§ Yapılacak iş
Aşağıdaki kayıtlarda "We need the location of the ceiling fan blade" ifadesini içeren satırdan "[244,0,412,61]" ifadesini içeren satıra kadar olan bölümü, iki uç satır da dahil olmak üzere, hiçbir değişiklik yapmadan yazın.

[Açıklamalı koordinat kayıtları]
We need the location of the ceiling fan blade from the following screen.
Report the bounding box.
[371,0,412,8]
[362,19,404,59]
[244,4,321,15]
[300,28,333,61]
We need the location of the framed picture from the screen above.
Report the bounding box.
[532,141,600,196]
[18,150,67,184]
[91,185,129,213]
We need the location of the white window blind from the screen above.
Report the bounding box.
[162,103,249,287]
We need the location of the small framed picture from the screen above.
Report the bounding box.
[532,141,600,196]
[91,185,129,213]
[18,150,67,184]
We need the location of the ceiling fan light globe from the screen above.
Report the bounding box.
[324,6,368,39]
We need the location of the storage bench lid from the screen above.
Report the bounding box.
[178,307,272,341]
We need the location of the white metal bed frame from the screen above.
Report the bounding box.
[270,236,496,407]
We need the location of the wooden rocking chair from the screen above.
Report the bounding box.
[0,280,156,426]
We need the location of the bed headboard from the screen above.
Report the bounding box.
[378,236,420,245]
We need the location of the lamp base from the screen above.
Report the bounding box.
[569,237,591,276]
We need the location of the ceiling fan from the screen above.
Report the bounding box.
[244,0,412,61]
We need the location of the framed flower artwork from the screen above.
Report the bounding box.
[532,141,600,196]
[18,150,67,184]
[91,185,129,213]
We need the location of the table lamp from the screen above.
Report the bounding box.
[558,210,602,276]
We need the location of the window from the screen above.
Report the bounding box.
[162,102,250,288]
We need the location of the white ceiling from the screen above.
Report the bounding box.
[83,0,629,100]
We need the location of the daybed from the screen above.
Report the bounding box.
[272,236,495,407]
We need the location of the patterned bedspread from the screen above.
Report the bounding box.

* * *

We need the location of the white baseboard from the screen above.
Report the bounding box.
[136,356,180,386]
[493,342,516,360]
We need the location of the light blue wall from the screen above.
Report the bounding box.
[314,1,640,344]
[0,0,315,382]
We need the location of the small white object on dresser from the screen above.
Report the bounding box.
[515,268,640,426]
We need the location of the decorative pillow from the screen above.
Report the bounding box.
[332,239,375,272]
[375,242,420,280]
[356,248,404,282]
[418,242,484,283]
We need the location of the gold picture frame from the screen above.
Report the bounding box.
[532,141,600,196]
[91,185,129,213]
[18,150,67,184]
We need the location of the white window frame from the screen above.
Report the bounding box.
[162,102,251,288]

==

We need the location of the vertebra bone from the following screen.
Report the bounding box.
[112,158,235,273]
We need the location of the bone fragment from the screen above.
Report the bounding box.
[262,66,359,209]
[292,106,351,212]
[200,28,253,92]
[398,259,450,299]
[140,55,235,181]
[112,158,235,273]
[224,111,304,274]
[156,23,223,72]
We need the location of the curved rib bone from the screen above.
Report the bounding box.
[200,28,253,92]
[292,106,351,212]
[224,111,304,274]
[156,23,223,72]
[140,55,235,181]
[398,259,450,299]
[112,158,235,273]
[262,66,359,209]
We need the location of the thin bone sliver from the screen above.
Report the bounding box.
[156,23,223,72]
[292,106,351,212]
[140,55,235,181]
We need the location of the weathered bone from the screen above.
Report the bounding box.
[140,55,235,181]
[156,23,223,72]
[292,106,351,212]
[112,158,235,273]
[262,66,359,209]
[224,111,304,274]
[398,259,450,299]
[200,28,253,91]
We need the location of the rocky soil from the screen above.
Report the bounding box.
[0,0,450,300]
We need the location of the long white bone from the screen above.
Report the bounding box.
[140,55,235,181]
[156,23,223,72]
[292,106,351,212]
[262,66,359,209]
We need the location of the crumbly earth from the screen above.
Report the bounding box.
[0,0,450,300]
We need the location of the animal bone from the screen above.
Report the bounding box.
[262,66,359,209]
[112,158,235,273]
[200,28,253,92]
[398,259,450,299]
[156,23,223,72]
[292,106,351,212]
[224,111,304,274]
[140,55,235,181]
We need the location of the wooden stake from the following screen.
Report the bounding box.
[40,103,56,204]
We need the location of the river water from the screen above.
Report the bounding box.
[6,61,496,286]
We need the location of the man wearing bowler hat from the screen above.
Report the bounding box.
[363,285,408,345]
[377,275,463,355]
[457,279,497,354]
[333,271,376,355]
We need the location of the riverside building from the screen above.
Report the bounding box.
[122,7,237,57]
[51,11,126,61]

§ Yanıt
We need the location of the ceiling fan blade from the following screen.
Report the bounding box.
[371,0,412,8]
[362,19,404,59]
[244,4,321,15]
[300,28,333,61]
We need the location of the framed picture from the screen above.
Report the bounding box.
[532,141,600,196]
[18,150,67,184]
[91,185,129,213]
We need the location of the white window blind from the screen above.
Report the bounding box.
[162,103,249,287]
We need the location of the small framed picture from the screen above.
Report the bounding box.
[532,141,600,196]
[91,185,129,213]
[18,150,67,184]
We need the location of the ceiling fan light globe from the screen above.
Report the bounding box.
[324,6,368,39]
We need the location of the storage bench lid from the screen above.
Report the bounding box.
[178,307,272,341]
We need the location of the white metal bed frame from the screen above.
Report the bounding box.
[270,236,496,407]
We need the location of the wooden rocking chair from the screen above.
Report the bounding box.
[0,280,156,426]
We need the location of the bed headboard from the screen above.
Report the bounding box.
[378,236,420,245]
We need the location of the lamp base from the screen above.
Report the bounding box.
[569,237,591,276]
We need the location of the ceiling fan from the screen above.
Report the bounding box.
[244,0,412,61]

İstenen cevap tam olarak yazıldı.